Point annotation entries
.....

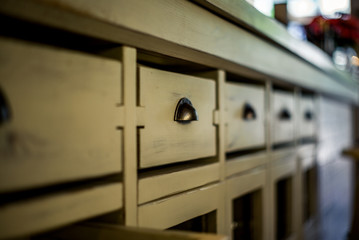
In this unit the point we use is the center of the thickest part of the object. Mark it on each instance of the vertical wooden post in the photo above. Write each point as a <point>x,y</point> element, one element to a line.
<point>130,136</point>
<point>267,203</point>
<point>221,221</point>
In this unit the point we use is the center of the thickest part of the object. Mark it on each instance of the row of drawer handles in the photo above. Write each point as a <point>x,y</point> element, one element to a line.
<point>184,113</point>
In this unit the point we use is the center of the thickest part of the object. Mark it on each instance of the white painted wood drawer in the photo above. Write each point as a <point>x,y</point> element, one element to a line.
<point>174,210</point>
<point>246,117</point>
<point>283,117</point>
<point>174,182</point>
<point>64,115</point>
<point>46,212</point>
<point>164,140</point>
<point>307,117</point>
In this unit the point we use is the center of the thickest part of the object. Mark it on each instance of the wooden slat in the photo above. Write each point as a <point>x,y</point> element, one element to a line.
<point>64,115</point>
<point>152,188</point>
<point>114,232</point>
<point>48,212</point>
<point>172,211</point>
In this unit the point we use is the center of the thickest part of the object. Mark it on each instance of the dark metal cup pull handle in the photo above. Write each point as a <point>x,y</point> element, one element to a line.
<point>308,115</point>
<point>5,113</point>
<point>248,112</point>
<point>185,112</point>
<point>285,114</point>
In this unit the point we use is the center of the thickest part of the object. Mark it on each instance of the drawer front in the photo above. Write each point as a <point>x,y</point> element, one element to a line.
<point>283,119</point>
<point>164,140</point>
<point>245,106</point>
<point>50,211</point>
<point>63,115</point>
<point>174,210</point>
<point>307,117</point>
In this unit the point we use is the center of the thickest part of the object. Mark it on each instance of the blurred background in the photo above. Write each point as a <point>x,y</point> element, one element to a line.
<point>332,25</point>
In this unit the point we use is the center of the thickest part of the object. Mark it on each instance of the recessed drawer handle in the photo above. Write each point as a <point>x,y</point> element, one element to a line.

.....

TASK DIRECTIONS: Rewrite as a JSON list of strings, one string per line and no blank lines, everything in the entries from the line containing "row of drawer" down to the line containing "<point>172,211</point>", both lines included.

ANSWER FOR THE TASK:
[
  "In this unit the point we use is the center of the thickest part of the object. Mark it on each instance of the row of drawer handles in the photo above. Write each point as a <point>x,y</point> element, one element to a line.",
  "<point>184,113</point>",
  "In this unit the point we use is the center of the thickest part of the object. Mark it on each instance of the white painted wood drawer in the photo above. Write each point as a <point>x,y</point> element, one element to a line.",
  "<point>174,210</point>",
  "<point>246,117</point>",
  "<point>283,117</point>",
  "<point>174,182</point>",
  "<point>64,115</point>",
  "<point>46,212</point>",
  "<point>164,140</point>",
  "<point>307,117</point>",
  "In this unit the point we use is the center of the thickest part of the object. Mark it on each instance of the wooden slat in the photo above. Write each point as a <point>x,y</point> element, one element to a line.",
  "<point>64,115</point>",
  "<point>152,188</point>",
  "<point>114,232</point>",
  "<point>48,212</point>",
  "<point>172,211</point>"
]